Point annotations for photos:
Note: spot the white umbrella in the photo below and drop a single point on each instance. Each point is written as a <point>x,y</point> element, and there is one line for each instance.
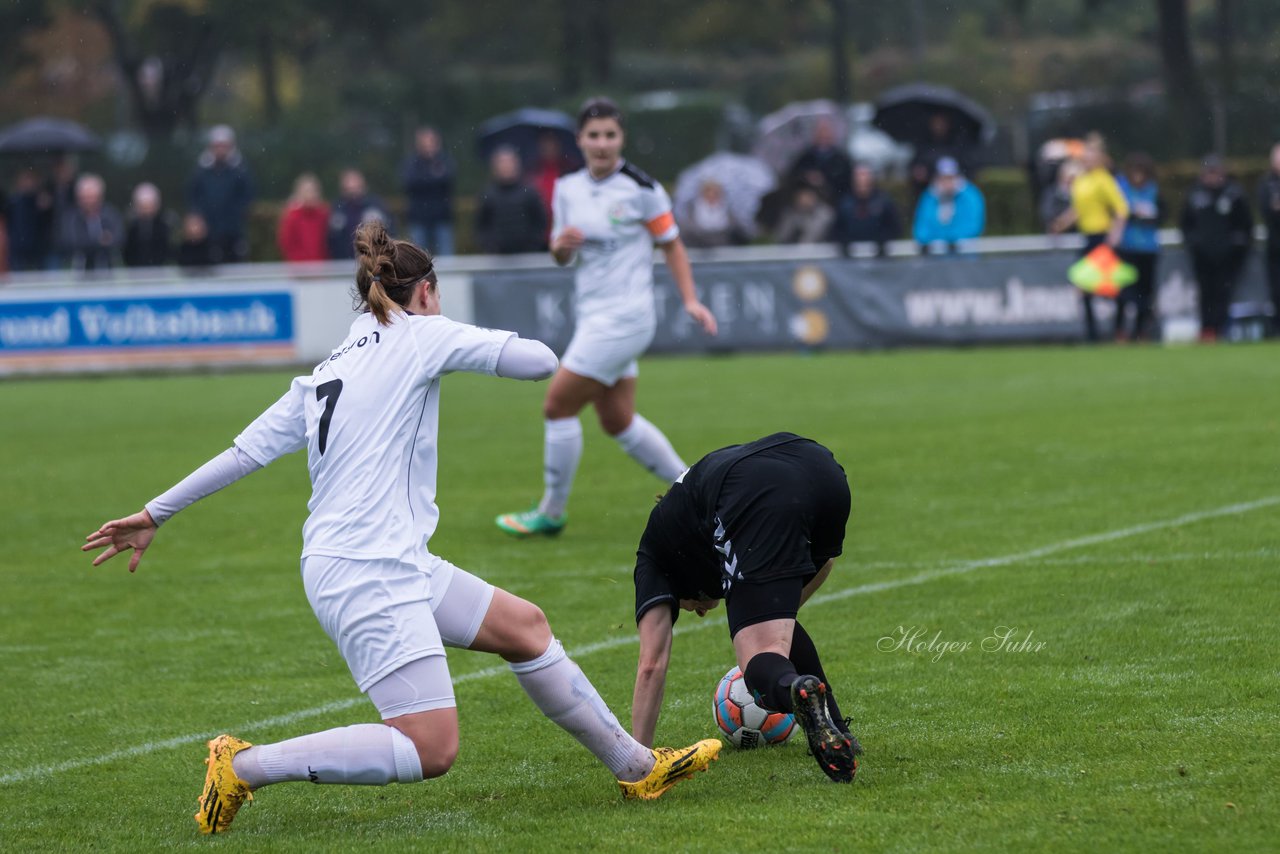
<point>744,178</point>
<point>785,133</point>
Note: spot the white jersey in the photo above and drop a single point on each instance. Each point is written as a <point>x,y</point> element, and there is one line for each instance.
<point>621,217</point>
<point>369,416</point>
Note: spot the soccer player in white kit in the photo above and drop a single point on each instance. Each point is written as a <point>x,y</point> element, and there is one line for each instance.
<point>607,217</point>
<point>368,419</point>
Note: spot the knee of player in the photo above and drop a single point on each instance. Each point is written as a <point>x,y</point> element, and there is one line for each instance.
<point>535,630</point>
<point>437,758</point>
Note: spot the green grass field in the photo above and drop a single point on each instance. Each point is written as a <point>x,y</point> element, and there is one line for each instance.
<point>1116,505</point>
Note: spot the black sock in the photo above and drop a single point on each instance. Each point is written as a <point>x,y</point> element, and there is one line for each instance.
<point>804,657</point>
<point>769,676</point>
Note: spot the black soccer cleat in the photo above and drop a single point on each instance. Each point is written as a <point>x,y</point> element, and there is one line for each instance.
<point>835,750</point>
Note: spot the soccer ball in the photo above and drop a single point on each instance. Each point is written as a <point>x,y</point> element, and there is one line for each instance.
<point>743,721</point>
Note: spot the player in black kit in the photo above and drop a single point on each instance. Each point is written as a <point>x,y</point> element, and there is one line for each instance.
<point>758,525</point>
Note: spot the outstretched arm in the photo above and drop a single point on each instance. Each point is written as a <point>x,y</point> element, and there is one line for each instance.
<point>526,359</point>
<point>654,630</point>
<point>136,531</point>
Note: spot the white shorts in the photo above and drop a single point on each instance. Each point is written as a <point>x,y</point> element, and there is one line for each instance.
<point>378,612</point>
<point>458,599</point>
<point>607,352</point>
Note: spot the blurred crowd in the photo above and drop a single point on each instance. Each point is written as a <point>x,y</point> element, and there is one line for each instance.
<point>1124,208</point>
<point>60,219</point>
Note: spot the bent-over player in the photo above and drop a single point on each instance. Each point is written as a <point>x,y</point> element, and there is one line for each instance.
<point>758,525</point>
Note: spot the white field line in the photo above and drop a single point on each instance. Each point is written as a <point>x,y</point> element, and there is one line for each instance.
<point>37,772</point>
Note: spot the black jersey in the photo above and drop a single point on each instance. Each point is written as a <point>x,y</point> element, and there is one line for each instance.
<point>753,512</point>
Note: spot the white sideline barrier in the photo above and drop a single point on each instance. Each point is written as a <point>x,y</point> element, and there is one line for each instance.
<point>289,314</point>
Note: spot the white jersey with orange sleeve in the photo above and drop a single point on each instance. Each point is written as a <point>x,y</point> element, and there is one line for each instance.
<point>621,217</point>
<point>368,416</point>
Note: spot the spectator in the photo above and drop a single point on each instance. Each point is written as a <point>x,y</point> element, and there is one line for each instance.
<point>511,218</point>
<point>1056,199</point>
<point>1217,231</point>
<point>92,231</point>
<point>355,205</point>
<point>924,161</point>
<point>428,181</point>
<point>1139,246</point>
<point>27,223</point>
<point>708,220</point>
<point>823,164</point>
<point>1098,209</point>
<point>220,190</point>
<point>808,219</point>
<point>1269,208</point>
<point>952,209</point>
<point>552,163</point>
<point>147,238</point>
<point>304,229</point>
<point>195,250</point>
<point>867,215</point>
<point>4,233</point>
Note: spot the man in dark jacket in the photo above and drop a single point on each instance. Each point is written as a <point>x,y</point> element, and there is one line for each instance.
<point>428,181</point>
<point>868,215</point>
<point>1269,206</point>
<point>511,218</point>
<point>220,191</point>
<point>27,219</point>
<point>92,231</point>
<point>824,164</point>
<point>1217,229</point>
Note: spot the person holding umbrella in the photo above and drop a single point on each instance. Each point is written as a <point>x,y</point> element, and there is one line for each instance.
<point>607,219</point>
<point>1217,231</point>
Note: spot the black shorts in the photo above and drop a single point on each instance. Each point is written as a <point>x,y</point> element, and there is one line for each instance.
<point>752,603</point>
<point>781,514</point>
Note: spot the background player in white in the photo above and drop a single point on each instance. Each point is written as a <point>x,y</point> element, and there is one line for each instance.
<point>607,217</point>
<point>368,419</point>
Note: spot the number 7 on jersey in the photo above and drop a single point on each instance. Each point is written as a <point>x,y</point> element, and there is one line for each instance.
<point>329,393</point>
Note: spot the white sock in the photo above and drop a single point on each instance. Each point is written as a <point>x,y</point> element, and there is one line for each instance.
<point>560,688</point>
<point>650,448</point>
<point>562,448</point>
<point>365,754</point>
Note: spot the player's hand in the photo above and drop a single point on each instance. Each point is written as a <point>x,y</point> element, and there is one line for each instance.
<point>133,531</point>
<point>568,241</point>
<point>703,315</point>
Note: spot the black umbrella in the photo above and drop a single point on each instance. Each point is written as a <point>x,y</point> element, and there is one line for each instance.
<point>904,113</point>
<point>45,135</point>
<point>522,131</point>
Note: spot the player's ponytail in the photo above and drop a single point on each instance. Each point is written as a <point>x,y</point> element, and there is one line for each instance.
<point>387,270</point>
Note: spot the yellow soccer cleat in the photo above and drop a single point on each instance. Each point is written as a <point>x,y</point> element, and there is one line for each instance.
<point>671,766</point>
<point>224,793</point>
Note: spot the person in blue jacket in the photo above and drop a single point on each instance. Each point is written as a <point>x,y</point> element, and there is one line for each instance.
<point>952,209</point>
<point>1139,246</point>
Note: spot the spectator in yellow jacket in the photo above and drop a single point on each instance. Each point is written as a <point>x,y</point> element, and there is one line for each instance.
<point>1098,210</point>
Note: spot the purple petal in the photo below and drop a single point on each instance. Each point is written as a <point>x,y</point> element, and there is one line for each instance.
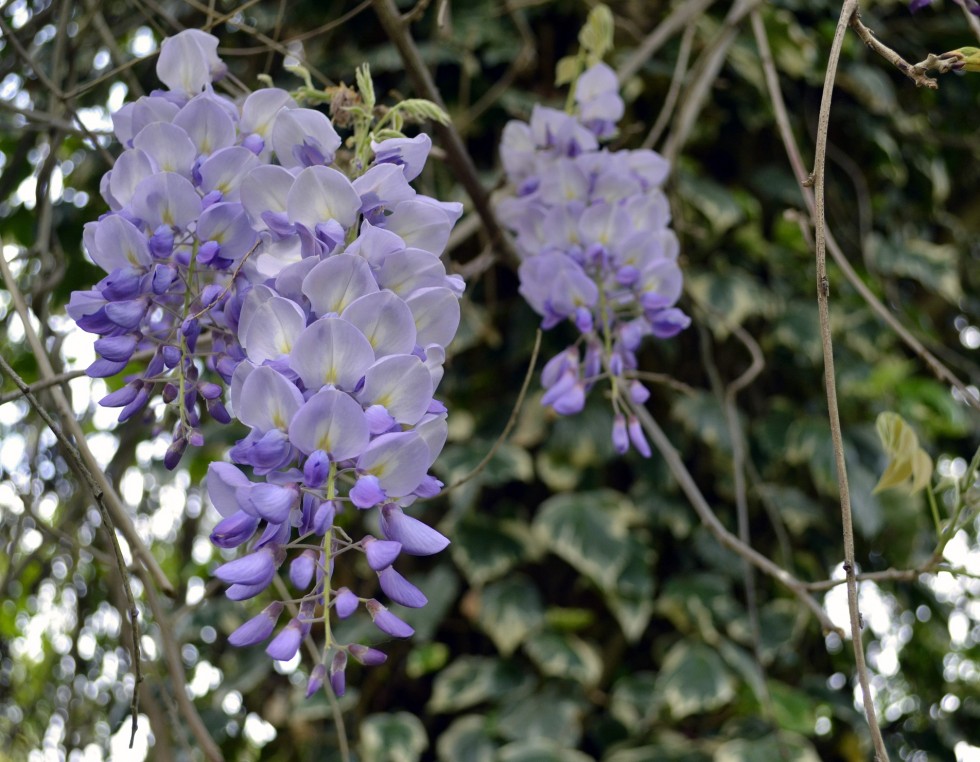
<point>302,137</point>
<point>223,482</point>
<point>345,603</point>
<point>619,436</point>
<point>386,322</point>
<point>436,314</point>
<point>401,384</point>
<point>234,530</point>
<point>421,225</point>
<point>267,400</point>
<point>254,569</point>
<point>400,590</point>
<point>168,146</point>
<point>336,282</point>
<point>330,421</point>
<point>166,199</point>
<point>637,437</point>
<point>320,194</point>
<point>207,124</point>
<point>337,668</point>
<point>272,329</point>
<point>381,553</point>
<point>258,628</point>
<point>272,502</point>
<point>416,538</point>
<point>317,675</point>
<point>122,397</point>
<point>301,569</point>
<point>285,645</point>
<point>118,243</point>
<point>387,622</point>
<point>331,351</point>
<point>370,657</point>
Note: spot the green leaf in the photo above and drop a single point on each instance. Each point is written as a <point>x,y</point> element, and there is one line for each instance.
<point>935,266</point>
<point>398,737</point>
<point>689,601</point>
<point>561,654</point>
<point>596,36</point>
<point>365,86</point>
<point>701,414</point>
<point>540,750</point>
<point>425,659</point>
<point>795,710</point>
<point>632,601</point>
<point>718,206</point>
<point>486,549</point>
<point>441,586</point>
<point>589,530</point>
<point>731,298</point>
<point>471,680</point>
<point>797,749</point>
<point>550,713</point>
<point>468,739</point>
<point>630,701</point>
<point>694,680</point>
<point>566,70</point>
<point>420,110</point>
<point>510,610</point>
<point>909,467</point>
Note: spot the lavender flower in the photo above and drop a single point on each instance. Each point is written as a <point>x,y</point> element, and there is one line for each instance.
<point>592,228</point>
<point>243,267</point>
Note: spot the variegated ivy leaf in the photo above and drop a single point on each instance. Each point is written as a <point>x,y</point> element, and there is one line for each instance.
<point>909,466</point>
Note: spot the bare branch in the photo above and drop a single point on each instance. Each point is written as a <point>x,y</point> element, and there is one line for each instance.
<point>848,12</point>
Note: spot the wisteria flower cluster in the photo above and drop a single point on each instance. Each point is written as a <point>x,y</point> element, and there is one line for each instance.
<point>234,250</point>
<point>591,227</point>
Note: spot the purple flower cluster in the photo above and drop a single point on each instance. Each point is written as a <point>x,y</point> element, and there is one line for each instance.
<point>591,226</point>
<point>321,302</point>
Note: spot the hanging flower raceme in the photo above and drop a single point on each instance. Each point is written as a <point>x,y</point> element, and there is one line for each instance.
<point>592,229</point>
<point>326,310</point>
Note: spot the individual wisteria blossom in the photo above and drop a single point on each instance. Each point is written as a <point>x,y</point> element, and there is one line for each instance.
<point>592,229</point>
<point>233,247</point>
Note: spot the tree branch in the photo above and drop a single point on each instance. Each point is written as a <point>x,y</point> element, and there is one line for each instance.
<point>848,12</point>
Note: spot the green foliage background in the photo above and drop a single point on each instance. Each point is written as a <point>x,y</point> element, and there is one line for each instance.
<point>581,612</point>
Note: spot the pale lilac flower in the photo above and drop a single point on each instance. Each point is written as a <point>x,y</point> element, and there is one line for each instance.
<point>592,228</point>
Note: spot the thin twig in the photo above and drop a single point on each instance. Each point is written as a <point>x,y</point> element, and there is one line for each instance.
<point>525,58</point>
<point>120,516</point>
<point>175,669</point>
<point>704,74</point>
<point>75,461</point>
<point>940,370</point>
<point>456,153</point>
<point>682,15</point>
<point>848,10</point>
<point>916,72</point>
<point>676,80</point>
<point>711,521</point>
<point>51,88</point>
<point>510,421</point>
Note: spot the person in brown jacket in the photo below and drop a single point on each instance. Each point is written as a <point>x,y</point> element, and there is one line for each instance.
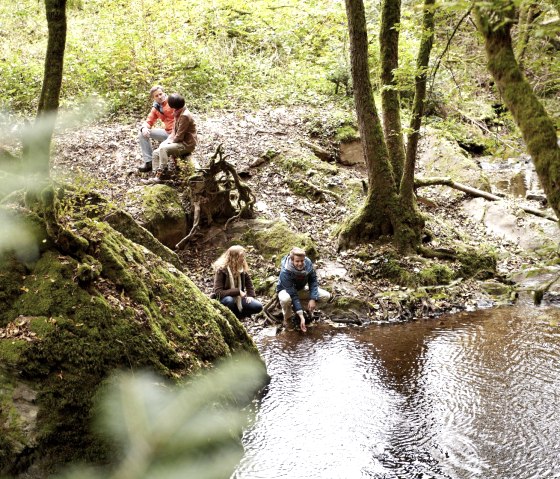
<point>232,284</point>
<point>181,140</point>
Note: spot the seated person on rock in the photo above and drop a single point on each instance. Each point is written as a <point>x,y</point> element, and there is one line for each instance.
<point>232,284</point>
<point>182,139</point>
<point>298,281</point>
<point>160,111</point>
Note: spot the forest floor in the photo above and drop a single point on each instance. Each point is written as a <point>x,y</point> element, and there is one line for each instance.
<point>110,154</point>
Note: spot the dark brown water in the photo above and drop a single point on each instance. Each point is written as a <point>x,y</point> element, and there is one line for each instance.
<point>474,395</point>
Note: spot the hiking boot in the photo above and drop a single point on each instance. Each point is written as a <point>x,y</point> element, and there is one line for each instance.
<point>146,168</point>
<point>154,180</point>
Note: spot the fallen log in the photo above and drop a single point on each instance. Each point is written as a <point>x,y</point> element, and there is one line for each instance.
<point>422,182</point>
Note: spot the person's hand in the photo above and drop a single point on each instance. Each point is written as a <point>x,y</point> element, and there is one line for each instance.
<point>302,325</point>
<point>311,306</point>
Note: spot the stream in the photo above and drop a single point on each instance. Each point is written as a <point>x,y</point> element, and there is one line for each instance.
<point>470,395</point>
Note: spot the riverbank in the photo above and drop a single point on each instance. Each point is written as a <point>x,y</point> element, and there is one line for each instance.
<point>269,148</point>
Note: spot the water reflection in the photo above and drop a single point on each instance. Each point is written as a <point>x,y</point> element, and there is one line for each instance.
<point>473,395</point>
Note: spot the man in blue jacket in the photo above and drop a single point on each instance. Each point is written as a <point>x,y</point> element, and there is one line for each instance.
<point>298,281</point>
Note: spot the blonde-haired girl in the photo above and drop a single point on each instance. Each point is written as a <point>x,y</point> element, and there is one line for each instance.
<point>232,284</point>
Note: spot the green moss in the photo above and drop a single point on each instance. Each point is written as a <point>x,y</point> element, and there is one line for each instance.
<point>135,312</point>
<point>161,202</point>
<point>302,164</point>
<point>11,350</point>
<point>479,264</point>
<point>278,240</point>
<point>300,188</point>
<point>42,326</point>
<point>346,133</point>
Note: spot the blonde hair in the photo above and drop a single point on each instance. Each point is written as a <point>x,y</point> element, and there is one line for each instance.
<point>297,252</point>
<point>234,258</point>
<point>154,89</point>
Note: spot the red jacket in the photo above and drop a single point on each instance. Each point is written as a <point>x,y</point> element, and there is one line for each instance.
<point>161,112</point>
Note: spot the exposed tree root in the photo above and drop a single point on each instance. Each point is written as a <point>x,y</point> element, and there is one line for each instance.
<point>212,191</point>
<point>420,182</point>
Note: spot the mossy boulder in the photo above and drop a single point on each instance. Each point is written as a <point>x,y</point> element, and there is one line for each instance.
<point>62,334</point>
<point>163,214</point>
<point>440,157</point>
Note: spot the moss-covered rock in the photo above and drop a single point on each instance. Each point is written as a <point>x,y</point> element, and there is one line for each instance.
<point>67,321</point>
<point>163,214</point>
<point>441,157</point>
<point>277,240</point>
<point>477,263</point>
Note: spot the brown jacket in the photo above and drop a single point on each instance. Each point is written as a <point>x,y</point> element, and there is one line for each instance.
<point>222,288</point>
<point>184,130</point>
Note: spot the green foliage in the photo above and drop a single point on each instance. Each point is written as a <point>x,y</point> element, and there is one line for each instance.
<point>218,54</point>
<point>164,431</point>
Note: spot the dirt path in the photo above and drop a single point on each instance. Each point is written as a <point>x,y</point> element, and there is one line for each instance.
<point>110,154</point>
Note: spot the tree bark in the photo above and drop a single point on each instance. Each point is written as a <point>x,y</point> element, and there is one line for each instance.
<point>54,59</point>
<point>377,215</point>
<point>37,149</point>
<point>422,63</point>
<point>390,101</point>
<point>536,126</point>
<point>382,213</point>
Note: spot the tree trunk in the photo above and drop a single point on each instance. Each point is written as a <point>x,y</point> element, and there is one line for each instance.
<point>54,58</point>
<point>529,114</point>
<point>422,63</point>
<point>37,149</point>
<point>381,213</point>
<point>376,217</point>
<point>390,101</point>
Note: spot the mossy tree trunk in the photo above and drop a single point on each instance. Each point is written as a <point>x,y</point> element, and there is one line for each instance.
<point>382,212</point>
<point>536,126</point>
<point>422,64</point>
<point>390,101</point>
<point>377,215</point>
<point>39,151</point>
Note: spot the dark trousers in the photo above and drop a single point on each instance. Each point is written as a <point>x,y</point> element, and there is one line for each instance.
<point>249,309</point>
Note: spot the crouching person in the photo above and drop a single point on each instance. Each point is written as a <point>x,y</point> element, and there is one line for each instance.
<point>298,281</point>
<point>232,284</point>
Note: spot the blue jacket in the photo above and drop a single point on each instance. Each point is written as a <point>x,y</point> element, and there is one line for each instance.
<point>294,281</point>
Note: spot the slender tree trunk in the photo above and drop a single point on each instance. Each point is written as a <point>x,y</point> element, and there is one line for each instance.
<point>390,101</point>
<point>381,213</point>
<point>422,63</point>
<point>529,114</point>
<point>529,11</point>
<point>376,217</point>
<point>37,149</point>
<point>54,58</point>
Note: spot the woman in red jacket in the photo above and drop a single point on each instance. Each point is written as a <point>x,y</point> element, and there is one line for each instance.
<point>160,111</point>
<point>232,284</point>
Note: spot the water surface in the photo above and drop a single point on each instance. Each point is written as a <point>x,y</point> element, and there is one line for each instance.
<point>473,395</point>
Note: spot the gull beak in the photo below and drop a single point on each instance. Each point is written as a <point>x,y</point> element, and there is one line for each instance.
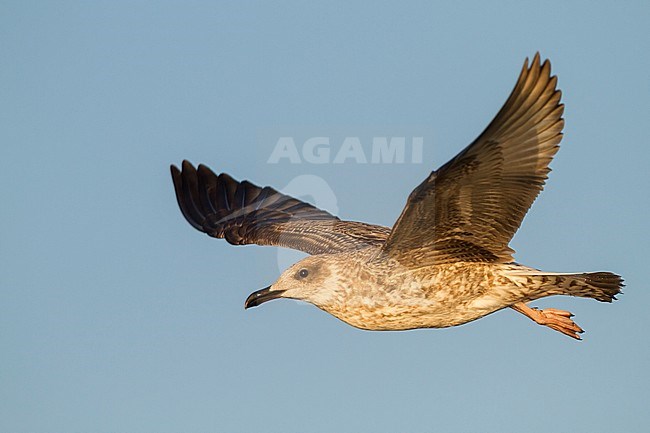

PROBLEM DETAILS =>
Reproduce the stretch of the listing from the line containing "Note: spot the purple flower" through the line containing "<point>326,310</point>", both included, exactly as the lines appear.

RESULT FOR THIS TASK =>
Note: spot the purple flower cluster in the photo above and drop a single point on each instance. Each point is written as a <point>x,y</point> element, and there is one line for each instance.
<point>591,226</point>
<point>321,302</point>
Note: spot the hanging flower raceme in the photo above and drop a single point on each instance. Each point is written as a <point>x,y</point> element, and there is one line for each instance.
<point>592,229</point>
<point>326,310</point>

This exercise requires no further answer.